Texto da página
Folha de S. Paulo
Nação nenhuma se deduz diretamente da
estrutura social, e sim da convergência de efeitos imaginários e ideológicos,
como os de povo, país e língua
Mark Robinson, vice-governador e atual candidato ao governo
da Carolina do Norte, EUA, proclama-se negro nazista e favorável
à escravidão.
Justifica: "há pessoas que merecem ser escravizadas". Não se inclui
entre elas, claro. São muitas as aberrações dessa ordem na história geral
da diáspora negra, salientes em contextos sociais diversos.
O personagem Prudêncio, de Machado de Assis, é um exemplo ficcional da transição de
escravo oprimido a alforriado opressor. Episódios análogos registraram-se no
governo do Bolsonaro. Já na relevante crônica da guerra dos escravizados
na Jamaica, em meados do século 18, avultava o nome do erudito Edward Long, que
descrevia a luta da população escrava nativa contra os insurretos africanos. O
medo de Long era tanto que, para ele, a simples existência de africanos
"deformava a beleza deste globo de tal maneira, que eles merecem ser
exterminados da Terra".
"O medo dos africanos tinha de fato
inspirado os primeiros esforços para restringir o comércio de escravos"
(Vincent Brown em "Uma Guerra Afro-Atlântica"), o que ressoava no
Império Britânico e na América. O nazi-racismo de
Robinson é um eco histórico dessa crioulização, que impregnou o imaginário
racial de uma escravidão mais amável e dócil, contrastante com o vigor da
resistência negra no Caribe.
Há uma perversa lógica histórica na associação em Robinson de nazismo a
escravidão, pois Auschwitz, além do campo de extermínio, foi também a maior
fábrica de escravos. Essa aberração é deriva trumpista da clivagem social e humana que, apesar
do poderio econômico, tecnológico e bélico da América, ameaça o Estado
nacional. Nação nenhuma se deduz diretamente da estrutura social, e sim da
convergência de efeitos imaginários e ideológicos, como os de povo, país e
língua. Constituída por crenças, mas também medos, a sociedade reconhecida como
nação é uma comunidade imaginada.
Até agora, sob a mística da burguesia tradicional, o nacional era uma
homogeneidade caracterizada pelo progressismo e por um passado comum. Sob o
influxo do neoliberalismo, com uma apreensão heterogênea da história,
milenarismos laicos e religiosos prometem duvidosas respostas para o desemparo
popular. Trump e próceres da ultradireita são variantes desse fenômeno, que não se
sintoniza pelo Estado nacional, e sim por um sistema financeiro e militar em
torno de uma sociedade restrita. O povo nacional é relegado à lata de lixo da
história.

Item da tarefa
Responda às perguntas abaixo com base no texto da página.
1. Que cargo Mark Robinson ocupa, e a que cargo ele é candidato?
2. Em que lugar e em que época ocorreu a guerra dos escravizados citada no texto?
3. Além de campo de extermínio, o que Auschwitz também foi, segundo o texto?

Dados
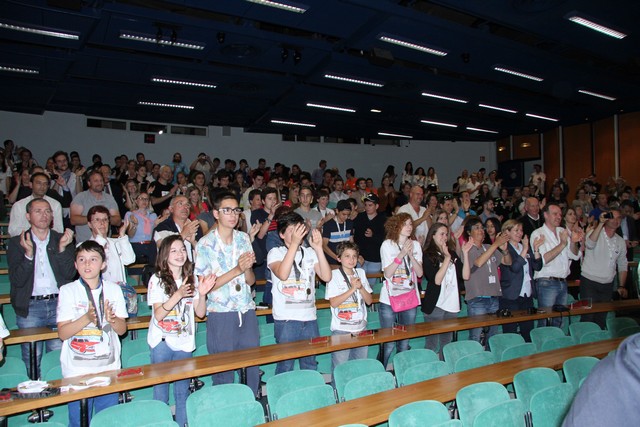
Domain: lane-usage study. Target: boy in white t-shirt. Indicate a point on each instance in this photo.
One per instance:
(293, 269)
(91, 315)
(349, 294)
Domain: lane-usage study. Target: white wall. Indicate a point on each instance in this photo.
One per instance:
(44, 134)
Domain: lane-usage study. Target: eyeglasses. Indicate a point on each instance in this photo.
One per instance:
(229, 211)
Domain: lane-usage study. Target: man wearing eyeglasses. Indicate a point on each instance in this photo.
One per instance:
(231, 316)
(179, 223)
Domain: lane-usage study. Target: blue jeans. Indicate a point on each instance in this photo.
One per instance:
(42, 313)
(438, 341)
(95, 404)
(372, 268)
(162, 353)
(480, 305)
(295, 330)
(341, 356)
(387, 318)
(551, 292)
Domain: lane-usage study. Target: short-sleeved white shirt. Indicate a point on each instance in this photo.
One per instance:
(91, 350)
(294, 298)
(351, 315)
(178, 327)
(402, 280)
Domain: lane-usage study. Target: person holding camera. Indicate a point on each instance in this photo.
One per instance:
(605, 250)
(515, 279)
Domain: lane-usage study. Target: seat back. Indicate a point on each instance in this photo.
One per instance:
(615, 325)
(578, 329)
(286, 382)
(474, 398)
(542, 334)
(475, 360)
(509, 413)
(521, 350)
(419, 414)
(595, 336)
(550, 405)
(133, 414)
(218, 396)
(500, 342)
(528, 382)
(424, 372)
(347, 371)
(577, 368)
(558, 342)
(457, 349)
(369, 384)
(243, 414)
(297, 402)
(406, 359)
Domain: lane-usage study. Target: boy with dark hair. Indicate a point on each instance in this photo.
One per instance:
(91, 315)
(294, 269)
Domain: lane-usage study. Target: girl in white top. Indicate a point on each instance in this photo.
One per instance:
(401, 257)
(348, 292)
(175, 300)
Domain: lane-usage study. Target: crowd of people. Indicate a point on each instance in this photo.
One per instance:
(210, 230)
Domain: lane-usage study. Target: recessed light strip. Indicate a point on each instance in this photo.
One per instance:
(580, 20)
(518, 73)
(493, 107)
(152, 39)
(182, 82)
(480, 130)
(446, 98)
(396, 135)
(331, 107)
(597, 95)
(39, 31)
(165, 105)
(431, 122)
(353, 80)
(288, 122)
(289, 7)
(23, 70)
(537, 116)
(412, 45)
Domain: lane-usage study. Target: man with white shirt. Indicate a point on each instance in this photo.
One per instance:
(18, 221)
(419, 213)
(556, 251)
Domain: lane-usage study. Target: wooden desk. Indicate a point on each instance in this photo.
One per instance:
(375, 409)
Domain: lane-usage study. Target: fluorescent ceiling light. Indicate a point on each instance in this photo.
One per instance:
(288, 6)
(330, 107)
(517, 73)
(397, 135)
(431, 122)
(288, 122)
(183, 82)
(165, 105)
(41, 31)
(446, 98)
(412, 45)
(587, 22)
(493, 107)
(537, 116)
(480, 130)
(353, 80)
(12, 69)
(597, 95)
(147, 38)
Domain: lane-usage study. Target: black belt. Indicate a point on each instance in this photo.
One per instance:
(559, 279)
(44, 297)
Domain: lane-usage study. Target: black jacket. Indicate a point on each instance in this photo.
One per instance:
(22, 269)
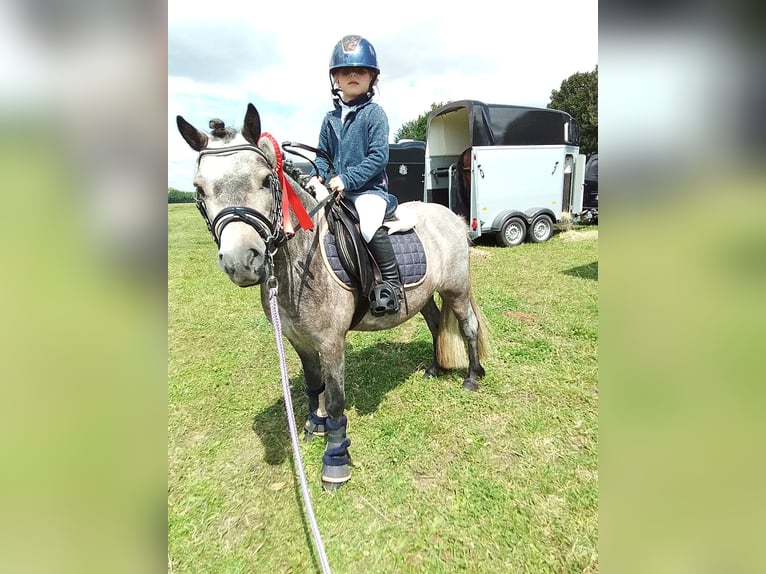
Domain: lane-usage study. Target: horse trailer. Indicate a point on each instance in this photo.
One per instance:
(511, 171)
(406, 170)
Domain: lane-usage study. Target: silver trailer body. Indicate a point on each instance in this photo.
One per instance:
(526, 172)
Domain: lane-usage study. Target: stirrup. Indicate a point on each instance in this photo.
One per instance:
(384, 298)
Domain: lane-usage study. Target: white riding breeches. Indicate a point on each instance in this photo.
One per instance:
(372, 210)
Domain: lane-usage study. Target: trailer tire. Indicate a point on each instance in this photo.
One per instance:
(541, 229)
(512, 233)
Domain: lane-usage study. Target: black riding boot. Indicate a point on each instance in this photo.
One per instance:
(384, 297)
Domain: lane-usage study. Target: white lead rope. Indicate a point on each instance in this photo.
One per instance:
(293, 430)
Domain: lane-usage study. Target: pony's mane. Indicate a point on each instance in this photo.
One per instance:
(227, 133)
(219, 130)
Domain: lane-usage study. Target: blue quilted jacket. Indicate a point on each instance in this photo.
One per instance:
(358, 148)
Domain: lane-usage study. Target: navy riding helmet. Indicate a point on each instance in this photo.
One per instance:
(354, 52)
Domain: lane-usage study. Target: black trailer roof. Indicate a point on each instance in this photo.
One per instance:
(503, 124)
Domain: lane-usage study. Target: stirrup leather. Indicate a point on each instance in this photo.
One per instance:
(384, 298)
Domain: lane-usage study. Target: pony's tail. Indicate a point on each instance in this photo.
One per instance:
(450, 345)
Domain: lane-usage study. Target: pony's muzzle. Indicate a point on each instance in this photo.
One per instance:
(243, 262)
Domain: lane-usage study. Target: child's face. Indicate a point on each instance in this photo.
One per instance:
(353, 82)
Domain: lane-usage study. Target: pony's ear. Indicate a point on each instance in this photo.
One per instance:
(195, 138)
(251, 130)
(266, 145)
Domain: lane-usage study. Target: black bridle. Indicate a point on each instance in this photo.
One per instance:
(269, 230)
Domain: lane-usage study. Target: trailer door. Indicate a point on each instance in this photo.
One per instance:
(516, 178)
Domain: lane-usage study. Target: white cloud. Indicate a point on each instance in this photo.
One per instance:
(276, 56)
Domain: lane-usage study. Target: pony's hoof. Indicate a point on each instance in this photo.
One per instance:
(333, 477)
(432, 371)
(470, 385)
(331, 486)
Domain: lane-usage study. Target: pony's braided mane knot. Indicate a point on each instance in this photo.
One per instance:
(219, 130)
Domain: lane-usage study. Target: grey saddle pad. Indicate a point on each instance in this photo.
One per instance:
(409, 255)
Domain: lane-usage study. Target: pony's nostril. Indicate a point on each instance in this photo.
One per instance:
(252, 257)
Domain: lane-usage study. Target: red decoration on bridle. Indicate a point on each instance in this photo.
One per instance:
(290, 199)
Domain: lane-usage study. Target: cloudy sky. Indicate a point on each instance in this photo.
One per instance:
(222, 55)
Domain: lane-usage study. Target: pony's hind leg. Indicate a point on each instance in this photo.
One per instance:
(430, 313)
(464, 309)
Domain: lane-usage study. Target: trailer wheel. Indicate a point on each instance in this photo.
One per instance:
(512, 233)
(541, 229)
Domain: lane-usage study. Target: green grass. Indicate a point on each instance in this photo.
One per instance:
(502, 480)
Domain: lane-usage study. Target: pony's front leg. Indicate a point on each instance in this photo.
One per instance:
(312, 372)
(336, 462)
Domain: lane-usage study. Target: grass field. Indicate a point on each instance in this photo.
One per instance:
(502, 480)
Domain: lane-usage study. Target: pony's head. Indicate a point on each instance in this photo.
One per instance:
(237, 193)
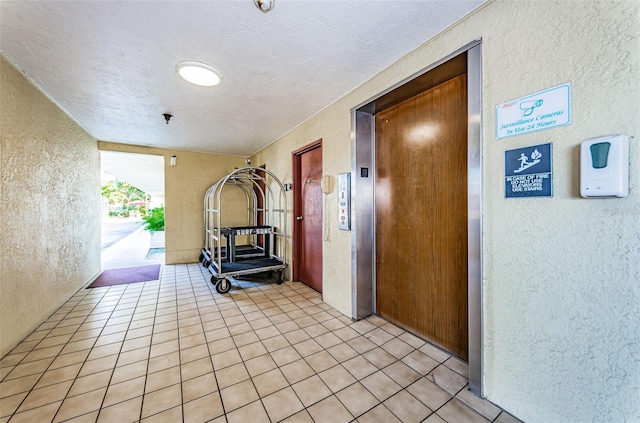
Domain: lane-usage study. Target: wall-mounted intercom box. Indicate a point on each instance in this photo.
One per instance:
(344, 201)
(604, 166)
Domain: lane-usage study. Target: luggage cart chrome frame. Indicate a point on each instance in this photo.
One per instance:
(220, 254)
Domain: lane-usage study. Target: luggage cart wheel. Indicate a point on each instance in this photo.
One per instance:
(222, 286)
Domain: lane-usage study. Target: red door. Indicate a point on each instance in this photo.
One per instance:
(308, 216)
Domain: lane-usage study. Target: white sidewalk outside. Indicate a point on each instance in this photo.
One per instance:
(131, 251)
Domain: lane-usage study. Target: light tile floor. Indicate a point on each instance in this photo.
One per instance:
(175, 350)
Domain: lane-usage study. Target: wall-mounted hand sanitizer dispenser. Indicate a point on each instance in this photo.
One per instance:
(604, 166)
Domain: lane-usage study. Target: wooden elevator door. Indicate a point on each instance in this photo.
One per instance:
(421, 215)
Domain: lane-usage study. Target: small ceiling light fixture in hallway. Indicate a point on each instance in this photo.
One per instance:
(199, 73)
(265, 6)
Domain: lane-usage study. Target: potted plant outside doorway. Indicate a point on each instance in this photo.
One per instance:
(154, 223)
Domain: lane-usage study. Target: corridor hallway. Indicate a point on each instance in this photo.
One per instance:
(175, 350)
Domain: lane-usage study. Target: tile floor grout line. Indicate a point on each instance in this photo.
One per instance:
(56, 356)
(122, 345)
(224, 413)
(155, 316)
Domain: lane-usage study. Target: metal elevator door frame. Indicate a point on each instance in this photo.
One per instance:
(363, 190)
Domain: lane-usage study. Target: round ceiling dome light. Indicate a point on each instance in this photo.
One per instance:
(265, 6)
(199, 73)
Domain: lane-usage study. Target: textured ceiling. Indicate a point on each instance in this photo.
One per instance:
(111, 64)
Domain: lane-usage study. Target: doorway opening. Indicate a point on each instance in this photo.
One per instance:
(132, 217)
(307, 212)
(375, 189)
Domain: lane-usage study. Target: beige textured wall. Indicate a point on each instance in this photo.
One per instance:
(49, 207)
(561, 275)
(185, 186)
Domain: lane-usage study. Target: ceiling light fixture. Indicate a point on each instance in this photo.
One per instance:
(265, 6)
(199, 73)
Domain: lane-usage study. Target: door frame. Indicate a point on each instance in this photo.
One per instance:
(363, 191)
(297, 204)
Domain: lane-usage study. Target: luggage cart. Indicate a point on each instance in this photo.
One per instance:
(259, 243)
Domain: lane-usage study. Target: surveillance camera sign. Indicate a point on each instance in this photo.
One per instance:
(542, 110)
(528, 172)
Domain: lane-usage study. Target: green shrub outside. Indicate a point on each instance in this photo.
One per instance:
(154, 220)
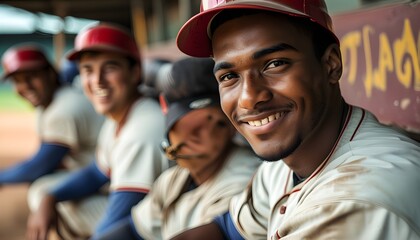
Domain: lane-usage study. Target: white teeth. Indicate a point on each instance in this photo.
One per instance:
(100, 92)
(266, 120)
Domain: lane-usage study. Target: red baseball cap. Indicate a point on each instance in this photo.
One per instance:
(105, 37)
(194, 38)
(24, 57)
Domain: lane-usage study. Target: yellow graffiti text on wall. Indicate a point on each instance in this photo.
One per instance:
(400, 58)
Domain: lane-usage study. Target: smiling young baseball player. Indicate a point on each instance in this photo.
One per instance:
(66, 122)
(332, 171)
(210, 167)
(128, 151)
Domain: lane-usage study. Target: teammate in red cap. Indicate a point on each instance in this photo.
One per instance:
(67, 124)
(331, 170)
(210, 169)
(128, 155)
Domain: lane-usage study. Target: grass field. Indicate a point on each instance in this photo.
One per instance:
(10, 101)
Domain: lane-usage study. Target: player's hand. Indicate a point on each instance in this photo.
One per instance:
(39, 222)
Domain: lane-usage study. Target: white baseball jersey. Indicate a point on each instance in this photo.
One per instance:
(166, 211)
(367, 188)
(71, 120)
(133, 159)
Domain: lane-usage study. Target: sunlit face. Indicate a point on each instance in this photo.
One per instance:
(109, 81)
(35, 86)
(273, 89)
(205, 132)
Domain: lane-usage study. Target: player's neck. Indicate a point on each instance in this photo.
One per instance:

Resposta
1. Mark Robinson é vice-governador da Carolina do Norte, nos EUA, e é candidato ao governo desse estado.
2. A guerra ocorreu na Jamaica, em meados do século 18.
3. Auschwitz também foi a maior fábrica de escravos.